* **Exercise objective**
Each of the records below must be reproduced exactly.

* **Records shown**
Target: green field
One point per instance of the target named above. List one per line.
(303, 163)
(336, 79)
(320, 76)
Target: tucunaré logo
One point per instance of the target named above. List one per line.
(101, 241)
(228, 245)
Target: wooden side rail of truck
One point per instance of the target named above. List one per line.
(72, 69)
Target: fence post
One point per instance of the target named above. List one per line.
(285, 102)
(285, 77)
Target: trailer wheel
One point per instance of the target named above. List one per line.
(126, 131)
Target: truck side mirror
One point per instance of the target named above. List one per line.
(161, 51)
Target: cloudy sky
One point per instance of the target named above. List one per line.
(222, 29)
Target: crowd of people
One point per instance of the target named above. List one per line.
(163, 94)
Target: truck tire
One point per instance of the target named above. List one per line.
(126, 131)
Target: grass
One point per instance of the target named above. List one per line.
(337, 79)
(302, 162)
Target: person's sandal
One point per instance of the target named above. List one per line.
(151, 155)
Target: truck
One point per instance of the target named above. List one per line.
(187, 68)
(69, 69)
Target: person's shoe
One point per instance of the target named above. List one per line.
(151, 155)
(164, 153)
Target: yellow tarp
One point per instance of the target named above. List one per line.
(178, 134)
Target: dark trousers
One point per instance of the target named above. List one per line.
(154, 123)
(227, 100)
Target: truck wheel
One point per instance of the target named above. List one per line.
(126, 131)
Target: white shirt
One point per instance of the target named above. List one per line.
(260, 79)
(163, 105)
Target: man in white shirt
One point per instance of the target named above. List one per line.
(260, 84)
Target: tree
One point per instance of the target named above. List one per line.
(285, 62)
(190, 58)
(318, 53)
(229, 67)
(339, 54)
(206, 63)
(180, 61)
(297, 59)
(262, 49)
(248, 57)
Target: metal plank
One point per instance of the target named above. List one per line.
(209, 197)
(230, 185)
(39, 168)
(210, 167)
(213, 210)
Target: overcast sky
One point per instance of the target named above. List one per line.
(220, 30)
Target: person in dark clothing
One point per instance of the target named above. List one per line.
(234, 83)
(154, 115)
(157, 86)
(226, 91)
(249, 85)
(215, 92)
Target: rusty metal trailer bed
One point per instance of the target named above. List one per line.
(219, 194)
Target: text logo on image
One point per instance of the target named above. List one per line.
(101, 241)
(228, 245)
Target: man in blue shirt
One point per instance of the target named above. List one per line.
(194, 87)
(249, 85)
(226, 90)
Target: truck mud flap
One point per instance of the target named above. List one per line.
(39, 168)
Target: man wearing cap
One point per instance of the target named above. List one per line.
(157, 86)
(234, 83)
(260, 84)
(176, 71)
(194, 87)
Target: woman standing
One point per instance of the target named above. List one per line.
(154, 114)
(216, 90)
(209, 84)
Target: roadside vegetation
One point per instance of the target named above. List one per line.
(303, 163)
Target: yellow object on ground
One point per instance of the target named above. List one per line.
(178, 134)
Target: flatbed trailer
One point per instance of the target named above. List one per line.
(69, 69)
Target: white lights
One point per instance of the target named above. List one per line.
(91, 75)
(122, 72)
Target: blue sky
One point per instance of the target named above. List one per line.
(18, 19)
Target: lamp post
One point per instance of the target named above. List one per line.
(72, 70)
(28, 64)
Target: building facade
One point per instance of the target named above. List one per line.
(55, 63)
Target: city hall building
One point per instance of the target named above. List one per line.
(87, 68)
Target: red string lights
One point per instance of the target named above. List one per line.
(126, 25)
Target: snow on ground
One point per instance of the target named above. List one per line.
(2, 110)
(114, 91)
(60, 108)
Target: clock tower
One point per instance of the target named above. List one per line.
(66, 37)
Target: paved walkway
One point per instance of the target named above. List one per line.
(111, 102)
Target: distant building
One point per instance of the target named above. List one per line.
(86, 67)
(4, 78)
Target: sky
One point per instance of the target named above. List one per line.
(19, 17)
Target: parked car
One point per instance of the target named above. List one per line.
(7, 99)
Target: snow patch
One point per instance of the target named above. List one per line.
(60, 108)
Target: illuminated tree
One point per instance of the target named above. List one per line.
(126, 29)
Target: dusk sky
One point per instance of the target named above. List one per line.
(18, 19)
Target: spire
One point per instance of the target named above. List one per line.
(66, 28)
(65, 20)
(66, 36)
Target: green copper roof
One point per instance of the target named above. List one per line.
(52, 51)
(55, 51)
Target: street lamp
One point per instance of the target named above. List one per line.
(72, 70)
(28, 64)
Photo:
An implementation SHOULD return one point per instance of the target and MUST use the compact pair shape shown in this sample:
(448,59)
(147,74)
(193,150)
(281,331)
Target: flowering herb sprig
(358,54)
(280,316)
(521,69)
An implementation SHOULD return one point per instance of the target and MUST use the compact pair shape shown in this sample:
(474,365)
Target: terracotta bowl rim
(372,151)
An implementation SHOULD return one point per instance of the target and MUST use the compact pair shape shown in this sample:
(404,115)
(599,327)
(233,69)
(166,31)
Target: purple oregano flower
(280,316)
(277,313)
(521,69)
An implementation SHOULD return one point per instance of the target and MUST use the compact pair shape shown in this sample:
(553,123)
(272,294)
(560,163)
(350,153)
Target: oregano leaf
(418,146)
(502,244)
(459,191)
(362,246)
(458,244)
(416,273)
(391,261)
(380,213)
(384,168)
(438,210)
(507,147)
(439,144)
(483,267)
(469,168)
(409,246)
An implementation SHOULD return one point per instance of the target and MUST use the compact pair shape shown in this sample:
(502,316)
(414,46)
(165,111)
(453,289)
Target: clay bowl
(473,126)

* **Answer box**
Target: green field
One point per instance of the target named above. List one per line.
(303, 163)
(336, 79)
(320, 76)
Target: tucunaré logo
One point per instance of the target named above. List one per line.
(101, 241)
(228, 245)
Target: wooden side rail of truck
One point per instance of the target named above. List one per line.
(72, 69)
Target: fence post
One point per instance of the target named above. List one per line.
(285, 102)
(285, 77)
Target: trailer wheel
One point per instance of the target named above. List one per line.
(126, 131)
Target: truck side mirror
One point per instance of the target named above. List one per line.
(161, 51)
Target: cloudy sky
One point per instance of the target named above. List one per line.
(222, 29)
Target: crowd of people
One point per instance of the target named above. List one per line.
(163, 94)
Target: truck tire
One point per instance of the target named above. List one per line.
(126, 131)
Target: grass
One point per instance of the target named above. List one per line.
(337, 79)
(302, 162)
Target: person's sandal
One point per instance of the target named above. List one per line.
(151, 155)
Target: truck
One point per instance of the target named above. List one per line.
(187, 68)
(69, 69)
Target: person's shoe
One point per instance of the target named above. List one per line.
(151, 155)
(164, 153)
Target: yellow tarp
One point per instance of the target named above. List one per line.
(178, 134)
Target: dark trousers
One point per instance of the target named above. List one per line.
(154, 123)
(227, 100)
Target: truck wheel
One point per instance of the target named above. List one per line.
(126, 131)
Target: white shirt
One point per instance of the target named above. List one per line.
(260, 79)
(163, 105)
Target: man in white shirt
One point per instance of the target named above. List one per line.
(260, 84)
Target: tree
One point per instance of the target named above. List one per line.
(285, 62)
(190, 58)
(318, 53)
(229, 67)
(339, 54)
(206, 63)
(180, 61)
(297, 59)
(262, 49)
(248, 57)
Target: metal plank
One point per instance of the target named above. List one per line.
(209, 197)
(230, 185)
(39, 168)
(210, 167)
(213, 210)
Target: overcast sky
One point per instance of the target named above. List one per line.
(220, 30)
Target: person in dark clothing
One point per instance of the target named above. List one per line.
(234, 83)
(154, 115)
(157, 86)
(226, 91)
(249, 85)
(215, 92)
Target: rusty metal trailer bed
One point per instance of the target named above. List one per line.
(219, 194)
Target: text logo on image
One point per instance of the target named above. List one per line.
(101, 241)
(228, 245)
Target: man in blue shirt
One point per instance of the target named above. List one per line.
(194, 87)
(249, 85)
(226, 90)
Target: truck mud flap
One point per instance of the target named above. List one per line.
(39, 168)
Target: man wearing cap
One point per instance of the target named above. List one per line.
(157, 86)
(234, 83)
(260, 84)
(176, 71)
(194, 87)
Target: woman standing
One point per instance of the target named above. List one per line.
(154, 114)
(216, 90)
(209, 84)
Target: roadside vegetation
One point per instance of the target named above. List one per line.
(303, 163)
Target: yellow object on ground
One point per instance of the target named above. List one per line.
(178, 134)
Target: flatbed trailer
One point per instance of the target named above. List one per line.
(69, 69)
Target: white lights
One point per instance of the target named above. List one per line.
(91, 75)
(122, 72)
Target: blue sky
One point per instance of the target named above. List one per line.
(18, 19)
Target: lamp post
One point per instance of the target named above. List one per line.
(72, 70)
(28, 64)
Target: building facade
One point per instance of the target named above. List one per line.
(55, 63)
Target: city hall building
One point per instance of the target named above. List one per line.
(87, 68)
Target: red string lights
One point per instance of the target named above. List one per line.
(126, 25)
Target: snow on ground
One point per instance of the target named above. List one per line.
(2, 110)
(114, 91)
(60, 108)
Target: clock tower
One point per instance of the target named above. List one per line.
(66, 37)
Target: paved walkway
One point per instance of the target named above. List one per line.
(111, 102)
Target: distant building
One point per instance of the target named above. List one per line.
(86, 67)
(4, 78)
Target: sky
One point per instance of the target named above. List one per line.
(19, 17)
Target: parked car
One point per instance of the target named above. List one per line.
(7, 99)
Target: snow patch
One point per instance of the target named above. List one per line.
(60, 108)
Target: illuminated tree
One point per instance of the target named above. List one per line.
(126, 29)
Target: dusk sky
One point per instance of the target named above. List one per line.
(18, 19)
Target: spire
One point per instance of the target named above. List one per line.
(66, 28)
(65, 20)
(66, 36)
Target: green copper roof
One point per instance of the target named above. List one per line.
(52, 51)
(55, 51)
Target: street lamp
One point per instance of the target named above. List one per line.
(72, 70)
(28, 64)
Photo:
An implementation SHOULD return one point per instance of the target and MUST use the compact pair shape shown in this sample:
(448,59)
(147,74)
(193,150)
(281,331)
Target: flowering herb sprig
(358,54)
(280,316)
(521,69)
An implementation SHOULD return one point per instance of the target and MUST use the compact pair shape shown in this sample:
(474,365)
Target: terracotta bowl rim
(372,151)
An implementation SHOULD return one point per instance of the target and MUST use the compact pair shape shown in this sample:
(404,115)
(599,327)
(233,69)
(166,31)
Target: purple oregano flower
(280,316)
(277,313)
(521,69)
An implementation SHOULD return one point per instance of the target and MUST use the compact pair shape shown in this sample:
(553,123)
(272,294)
(560,163)
(350,153)
Target: oregano leaf
(418,146)
(502,244)
(459,191)
(362,246)
(458,244)
(416,273)
(391,261)
(380,213)
(384,168)
(438,210)
(507,147)
(439,144)
(483,267)
(469,168)
(409,246)
An implementation SHOULD return one point per instance of the target and MUST use the compact pair shape shown in this sample:
(502,316)
(414,46)
(165,111)
(453,289)
Target: clay bowl
(473,126)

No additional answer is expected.